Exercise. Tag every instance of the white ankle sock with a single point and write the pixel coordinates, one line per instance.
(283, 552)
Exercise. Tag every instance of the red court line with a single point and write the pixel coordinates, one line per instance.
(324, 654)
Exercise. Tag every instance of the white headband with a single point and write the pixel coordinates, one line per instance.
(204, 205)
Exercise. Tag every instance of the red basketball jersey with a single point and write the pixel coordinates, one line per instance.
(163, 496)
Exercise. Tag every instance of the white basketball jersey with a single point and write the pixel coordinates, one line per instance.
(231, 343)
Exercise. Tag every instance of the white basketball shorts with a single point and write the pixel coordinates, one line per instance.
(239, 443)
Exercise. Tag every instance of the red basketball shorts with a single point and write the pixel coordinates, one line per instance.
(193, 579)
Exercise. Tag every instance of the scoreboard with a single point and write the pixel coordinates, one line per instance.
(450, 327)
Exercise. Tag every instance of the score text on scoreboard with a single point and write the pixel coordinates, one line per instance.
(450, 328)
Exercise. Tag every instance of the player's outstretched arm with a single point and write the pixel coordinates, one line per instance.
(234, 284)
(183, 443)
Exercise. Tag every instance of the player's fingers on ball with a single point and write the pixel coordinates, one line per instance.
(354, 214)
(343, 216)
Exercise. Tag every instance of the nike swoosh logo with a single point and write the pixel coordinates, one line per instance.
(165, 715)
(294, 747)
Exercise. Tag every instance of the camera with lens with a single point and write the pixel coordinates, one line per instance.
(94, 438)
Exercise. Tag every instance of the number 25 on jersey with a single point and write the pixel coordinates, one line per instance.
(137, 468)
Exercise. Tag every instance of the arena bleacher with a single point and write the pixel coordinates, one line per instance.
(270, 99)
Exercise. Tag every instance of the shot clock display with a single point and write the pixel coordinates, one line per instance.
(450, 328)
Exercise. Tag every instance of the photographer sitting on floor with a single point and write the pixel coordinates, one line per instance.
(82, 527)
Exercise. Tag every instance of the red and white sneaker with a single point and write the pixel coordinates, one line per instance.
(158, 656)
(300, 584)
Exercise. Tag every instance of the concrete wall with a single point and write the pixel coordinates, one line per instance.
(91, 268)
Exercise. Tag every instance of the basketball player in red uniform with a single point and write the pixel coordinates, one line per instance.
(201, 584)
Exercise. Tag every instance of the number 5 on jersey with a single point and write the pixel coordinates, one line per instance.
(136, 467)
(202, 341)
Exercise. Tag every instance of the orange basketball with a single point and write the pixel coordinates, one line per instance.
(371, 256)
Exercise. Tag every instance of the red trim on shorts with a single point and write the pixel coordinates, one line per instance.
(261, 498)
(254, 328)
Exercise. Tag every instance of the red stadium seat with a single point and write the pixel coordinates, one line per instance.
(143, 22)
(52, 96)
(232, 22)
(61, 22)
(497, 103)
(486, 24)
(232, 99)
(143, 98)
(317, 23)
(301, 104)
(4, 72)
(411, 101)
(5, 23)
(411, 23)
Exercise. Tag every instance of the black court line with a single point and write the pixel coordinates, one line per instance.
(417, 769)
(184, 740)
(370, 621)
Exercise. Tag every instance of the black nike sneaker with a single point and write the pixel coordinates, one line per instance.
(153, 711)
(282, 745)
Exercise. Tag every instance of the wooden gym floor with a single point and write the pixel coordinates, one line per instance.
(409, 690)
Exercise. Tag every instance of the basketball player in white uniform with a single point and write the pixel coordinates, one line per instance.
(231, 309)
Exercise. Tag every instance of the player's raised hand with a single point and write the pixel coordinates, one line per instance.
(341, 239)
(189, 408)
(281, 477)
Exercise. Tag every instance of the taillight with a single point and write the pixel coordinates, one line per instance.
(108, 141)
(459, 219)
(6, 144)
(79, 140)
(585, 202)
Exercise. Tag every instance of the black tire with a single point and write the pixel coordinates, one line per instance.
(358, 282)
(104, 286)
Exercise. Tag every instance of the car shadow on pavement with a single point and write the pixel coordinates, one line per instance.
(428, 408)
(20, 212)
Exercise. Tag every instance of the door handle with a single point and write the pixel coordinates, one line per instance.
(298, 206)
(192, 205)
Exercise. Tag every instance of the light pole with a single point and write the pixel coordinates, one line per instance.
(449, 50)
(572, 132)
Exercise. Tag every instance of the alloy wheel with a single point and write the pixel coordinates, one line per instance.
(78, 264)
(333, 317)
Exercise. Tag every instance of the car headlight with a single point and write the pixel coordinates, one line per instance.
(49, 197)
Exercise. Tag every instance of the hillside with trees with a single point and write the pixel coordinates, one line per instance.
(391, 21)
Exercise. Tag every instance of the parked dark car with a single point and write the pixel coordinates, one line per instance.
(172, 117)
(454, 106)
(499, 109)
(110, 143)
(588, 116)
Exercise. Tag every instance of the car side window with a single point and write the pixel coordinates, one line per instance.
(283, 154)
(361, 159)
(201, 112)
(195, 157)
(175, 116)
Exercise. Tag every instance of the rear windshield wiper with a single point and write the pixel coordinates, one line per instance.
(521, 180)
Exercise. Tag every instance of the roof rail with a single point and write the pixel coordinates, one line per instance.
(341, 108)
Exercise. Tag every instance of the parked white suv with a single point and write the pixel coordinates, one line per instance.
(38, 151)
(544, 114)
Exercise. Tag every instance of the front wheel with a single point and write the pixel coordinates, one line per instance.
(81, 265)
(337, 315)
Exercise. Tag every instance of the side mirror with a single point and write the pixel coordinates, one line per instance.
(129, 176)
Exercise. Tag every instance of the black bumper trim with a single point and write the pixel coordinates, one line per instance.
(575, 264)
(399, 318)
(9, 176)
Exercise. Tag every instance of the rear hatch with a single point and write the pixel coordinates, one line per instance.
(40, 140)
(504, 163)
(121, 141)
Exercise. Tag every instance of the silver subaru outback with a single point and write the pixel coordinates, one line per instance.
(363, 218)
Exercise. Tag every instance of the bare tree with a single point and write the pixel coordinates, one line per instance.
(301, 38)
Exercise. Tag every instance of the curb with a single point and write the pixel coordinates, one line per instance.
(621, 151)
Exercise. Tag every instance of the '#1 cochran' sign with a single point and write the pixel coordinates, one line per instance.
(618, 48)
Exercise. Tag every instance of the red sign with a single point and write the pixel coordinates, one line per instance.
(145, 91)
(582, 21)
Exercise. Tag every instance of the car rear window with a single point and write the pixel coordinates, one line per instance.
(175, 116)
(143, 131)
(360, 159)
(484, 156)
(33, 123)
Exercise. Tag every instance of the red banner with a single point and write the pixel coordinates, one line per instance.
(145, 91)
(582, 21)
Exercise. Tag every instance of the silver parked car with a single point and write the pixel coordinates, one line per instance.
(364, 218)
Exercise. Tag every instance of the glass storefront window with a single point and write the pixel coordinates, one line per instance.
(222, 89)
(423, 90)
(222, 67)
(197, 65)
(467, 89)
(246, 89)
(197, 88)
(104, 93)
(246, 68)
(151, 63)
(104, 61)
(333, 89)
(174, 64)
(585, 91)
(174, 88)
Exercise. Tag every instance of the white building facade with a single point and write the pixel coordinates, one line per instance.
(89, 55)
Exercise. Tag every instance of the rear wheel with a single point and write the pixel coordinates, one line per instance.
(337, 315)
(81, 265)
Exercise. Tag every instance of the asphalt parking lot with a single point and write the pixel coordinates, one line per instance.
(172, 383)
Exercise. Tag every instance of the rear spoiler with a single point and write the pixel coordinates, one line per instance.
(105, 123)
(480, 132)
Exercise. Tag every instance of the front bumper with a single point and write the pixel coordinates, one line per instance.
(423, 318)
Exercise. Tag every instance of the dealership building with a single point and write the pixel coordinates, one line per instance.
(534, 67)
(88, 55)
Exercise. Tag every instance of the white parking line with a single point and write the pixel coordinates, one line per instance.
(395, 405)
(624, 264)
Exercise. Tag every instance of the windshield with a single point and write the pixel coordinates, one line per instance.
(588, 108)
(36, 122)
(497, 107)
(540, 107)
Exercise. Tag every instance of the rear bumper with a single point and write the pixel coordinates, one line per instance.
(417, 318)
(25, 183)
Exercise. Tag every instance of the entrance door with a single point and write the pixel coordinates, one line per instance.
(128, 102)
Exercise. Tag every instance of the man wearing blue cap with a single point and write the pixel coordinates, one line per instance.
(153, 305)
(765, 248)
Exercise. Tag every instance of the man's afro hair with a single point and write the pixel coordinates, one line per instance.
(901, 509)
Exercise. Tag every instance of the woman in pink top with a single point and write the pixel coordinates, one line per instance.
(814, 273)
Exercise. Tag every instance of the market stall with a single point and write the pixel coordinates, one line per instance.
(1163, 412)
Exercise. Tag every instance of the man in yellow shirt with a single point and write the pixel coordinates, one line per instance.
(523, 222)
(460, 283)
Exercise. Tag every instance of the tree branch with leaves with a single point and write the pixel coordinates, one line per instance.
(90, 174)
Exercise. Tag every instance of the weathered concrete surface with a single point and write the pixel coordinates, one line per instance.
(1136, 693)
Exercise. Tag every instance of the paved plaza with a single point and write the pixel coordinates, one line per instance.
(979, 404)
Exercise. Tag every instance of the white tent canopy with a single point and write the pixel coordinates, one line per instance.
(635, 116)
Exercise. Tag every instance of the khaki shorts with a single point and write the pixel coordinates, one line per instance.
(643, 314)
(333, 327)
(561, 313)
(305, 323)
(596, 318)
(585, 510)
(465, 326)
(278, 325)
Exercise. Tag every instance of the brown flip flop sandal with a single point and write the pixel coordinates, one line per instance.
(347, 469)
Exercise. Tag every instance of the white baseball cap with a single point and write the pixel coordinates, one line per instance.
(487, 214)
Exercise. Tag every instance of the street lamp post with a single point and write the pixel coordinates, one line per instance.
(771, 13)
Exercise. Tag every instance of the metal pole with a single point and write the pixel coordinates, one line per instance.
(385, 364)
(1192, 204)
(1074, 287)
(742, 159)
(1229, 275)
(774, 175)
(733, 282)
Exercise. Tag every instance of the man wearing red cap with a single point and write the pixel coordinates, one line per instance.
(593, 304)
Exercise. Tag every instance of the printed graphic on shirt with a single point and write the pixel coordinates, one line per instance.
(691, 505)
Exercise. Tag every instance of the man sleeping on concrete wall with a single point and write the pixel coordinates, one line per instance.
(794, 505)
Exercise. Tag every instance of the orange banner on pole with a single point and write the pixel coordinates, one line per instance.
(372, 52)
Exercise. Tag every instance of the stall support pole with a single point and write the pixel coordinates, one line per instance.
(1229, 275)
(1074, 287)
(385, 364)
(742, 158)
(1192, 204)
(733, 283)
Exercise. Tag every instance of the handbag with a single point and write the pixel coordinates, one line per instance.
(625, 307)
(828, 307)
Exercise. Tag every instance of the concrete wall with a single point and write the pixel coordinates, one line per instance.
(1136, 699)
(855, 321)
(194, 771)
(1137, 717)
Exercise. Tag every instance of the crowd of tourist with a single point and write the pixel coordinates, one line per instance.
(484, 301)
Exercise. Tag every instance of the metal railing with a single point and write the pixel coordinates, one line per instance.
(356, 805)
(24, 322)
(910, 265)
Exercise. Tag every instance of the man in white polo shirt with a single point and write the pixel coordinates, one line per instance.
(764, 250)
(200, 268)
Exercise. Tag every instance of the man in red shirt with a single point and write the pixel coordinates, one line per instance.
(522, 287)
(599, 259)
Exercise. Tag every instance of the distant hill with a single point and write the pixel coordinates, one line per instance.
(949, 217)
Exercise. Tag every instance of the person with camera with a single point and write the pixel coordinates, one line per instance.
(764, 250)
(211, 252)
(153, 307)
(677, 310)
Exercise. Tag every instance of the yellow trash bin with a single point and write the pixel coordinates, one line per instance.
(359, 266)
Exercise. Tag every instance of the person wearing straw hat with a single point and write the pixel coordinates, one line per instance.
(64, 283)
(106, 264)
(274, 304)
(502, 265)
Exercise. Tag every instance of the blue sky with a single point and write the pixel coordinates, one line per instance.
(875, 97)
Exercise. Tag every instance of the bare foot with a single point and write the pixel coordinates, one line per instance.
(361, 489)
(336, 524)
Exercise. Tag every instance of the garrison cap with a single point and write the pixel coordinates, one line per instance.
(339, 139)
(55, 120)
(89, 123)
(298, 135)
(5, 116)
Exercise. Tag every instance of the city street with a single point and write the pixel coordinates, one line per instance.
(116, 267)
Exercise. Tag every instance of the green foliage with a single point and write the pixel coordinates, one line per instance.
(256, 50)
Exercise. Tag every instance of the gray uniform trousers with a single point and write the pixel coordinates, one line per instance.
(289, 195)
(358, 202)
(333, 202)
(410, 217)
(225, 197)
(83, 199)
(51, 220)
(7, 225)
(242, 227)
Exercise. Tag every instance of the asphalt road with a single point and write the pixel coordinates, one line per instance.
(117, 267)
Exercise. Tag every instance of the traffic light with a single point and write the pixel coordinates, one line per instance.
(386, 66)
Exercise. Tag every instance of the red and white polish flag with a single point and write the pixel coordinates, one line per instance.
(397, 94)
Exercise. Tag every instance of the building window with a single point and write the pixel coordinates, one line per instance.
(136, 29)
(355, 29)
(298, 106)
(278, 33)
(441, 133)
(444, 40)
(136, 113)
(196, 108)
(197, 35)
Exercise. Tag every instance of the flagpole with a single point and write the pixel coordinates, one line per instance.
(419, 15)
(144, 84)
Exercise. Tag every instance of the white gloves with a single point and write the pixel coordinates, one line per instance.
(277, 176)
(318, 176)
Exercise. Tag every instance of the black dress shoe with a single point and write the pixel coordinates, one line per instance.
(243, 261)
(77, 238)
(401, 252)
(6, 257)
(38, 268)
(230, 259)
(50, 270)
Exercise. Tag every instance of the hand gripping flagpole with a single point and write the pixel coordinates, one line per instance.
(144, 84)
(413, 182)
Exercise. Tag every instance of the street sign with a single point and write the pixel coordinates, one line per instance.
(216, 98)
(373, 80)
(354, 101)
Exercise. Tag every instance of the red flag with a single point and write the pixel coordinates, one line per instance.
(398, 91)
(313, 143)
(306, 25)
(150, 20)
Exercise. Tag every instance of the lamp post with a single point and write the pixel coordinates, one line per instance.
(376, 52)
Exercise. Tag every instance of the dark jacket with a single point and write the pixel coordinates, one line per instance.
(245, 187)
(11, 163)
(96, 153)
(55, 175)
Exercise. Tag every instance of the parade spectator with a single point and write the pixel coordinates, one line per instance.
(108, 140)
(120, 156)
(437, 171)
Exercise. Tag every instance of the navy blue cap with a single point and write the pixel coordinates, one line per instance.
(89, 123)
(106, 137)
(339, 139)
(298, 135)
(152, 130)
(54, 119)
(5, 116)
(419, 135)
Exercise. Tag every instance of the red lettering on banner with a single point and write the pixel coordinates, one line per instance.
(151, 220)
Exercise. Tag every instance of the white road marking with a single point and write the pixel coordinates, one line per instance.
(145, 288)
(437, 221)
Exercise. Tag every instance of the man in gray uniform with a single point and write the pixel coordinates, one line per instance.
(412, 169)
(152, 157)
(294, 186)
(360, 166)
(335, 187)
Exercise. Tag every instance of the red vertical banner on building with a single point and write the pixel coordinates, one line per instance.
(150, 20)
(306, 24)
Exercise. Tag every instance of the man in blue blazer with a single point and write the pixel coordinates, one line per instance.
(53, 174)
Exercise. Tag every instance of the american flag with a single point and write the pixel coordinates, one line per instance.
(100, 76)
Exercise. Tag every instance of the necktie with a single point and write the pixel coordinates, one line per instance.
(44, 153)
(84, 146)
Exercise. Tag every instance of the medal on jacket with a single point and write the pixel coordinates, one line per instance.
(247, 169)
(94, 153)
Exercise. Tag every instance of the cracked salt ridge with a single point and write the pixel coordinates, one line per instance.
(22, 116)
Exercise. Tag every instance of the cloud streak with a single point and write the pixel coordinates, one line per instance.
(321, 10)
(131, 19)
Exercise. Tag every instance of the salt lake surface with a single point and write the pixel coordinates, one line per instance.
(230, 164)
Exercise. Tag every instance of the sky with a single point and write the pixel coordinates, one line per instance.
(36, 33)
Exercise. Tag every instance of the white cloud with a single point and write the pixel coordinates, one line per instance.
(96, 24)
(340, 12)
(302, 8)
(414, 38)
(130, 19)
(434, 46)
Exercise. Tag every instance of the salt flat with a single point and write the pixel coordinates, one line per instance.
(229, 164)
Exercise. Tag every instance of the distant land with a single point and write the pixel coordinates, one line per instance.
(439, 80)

* Problem description
Using the material above, extract the line that contains "Exercise. Tag every instance of the man in gray" and every line after it, exactly as given; stop at the last line.

* Written solution
Exercise. Tag every instance of the man in gray uniform with a single point and write the pixel coordinates, one line per instance.
(412, 169)
(152, 157)
(294, 186)
(360, 166)
(335, 187)
Exercise. Tag every instance of the red vertical banner on building with a single point and write the pixel coordinates, one line per instance.
(150, 20)
(306, 24)
Exercise. Tag every instance of the man in blue blazer with a single point and write the pixel coordinates, one line per instance.
(53, 174)
Exercise. Tag every instance of the american flag with a single point and write the pixel coordinates, one line per instance.
(100, 76)
Exercise. Tag every instance of the necktie with a single point and write the pixel coordinates, one line per instance.
(44, 153)
(84, 146)
Exercise. Tag every instance of the medal on jacket with a single point and write the pixel coordinates, one line per instance.
(247, 169)
(94, 153)
Exercise. Tag every instance of the cracked salt ridge with a single point and write the pixel coordinates, one line per instance.
(22, 116)
Exercise. Tag every instance of the cloud streak with a single point and write the pixel coordinates, one line per instance.
(321, 10)
(131, 19)
Exercise. Tag every instance of the salt lake surface with a single point and write the pixel coordinates, one line per instance.
(230, 164)
Exercise. Tag every instance of the sky with a single point and write the pixel coordinates, one line per instance.
(36, 33)
Exercise. Tag every instance of the white cloud with a single point and write the pixel coordinates, one line per instance.
(96, 24)
(340, 12)
(302, 8)
(414, 38)
(130, 19)
(434, 46)
Exercise. Tag every instance of the salt flat with a single point and write the pixel coordinates, one line per instance.
(229, 164)
Exercise. Tag every instance of the distant land with a single point and write the pixel coordinates, one line per instance.
(439, 80)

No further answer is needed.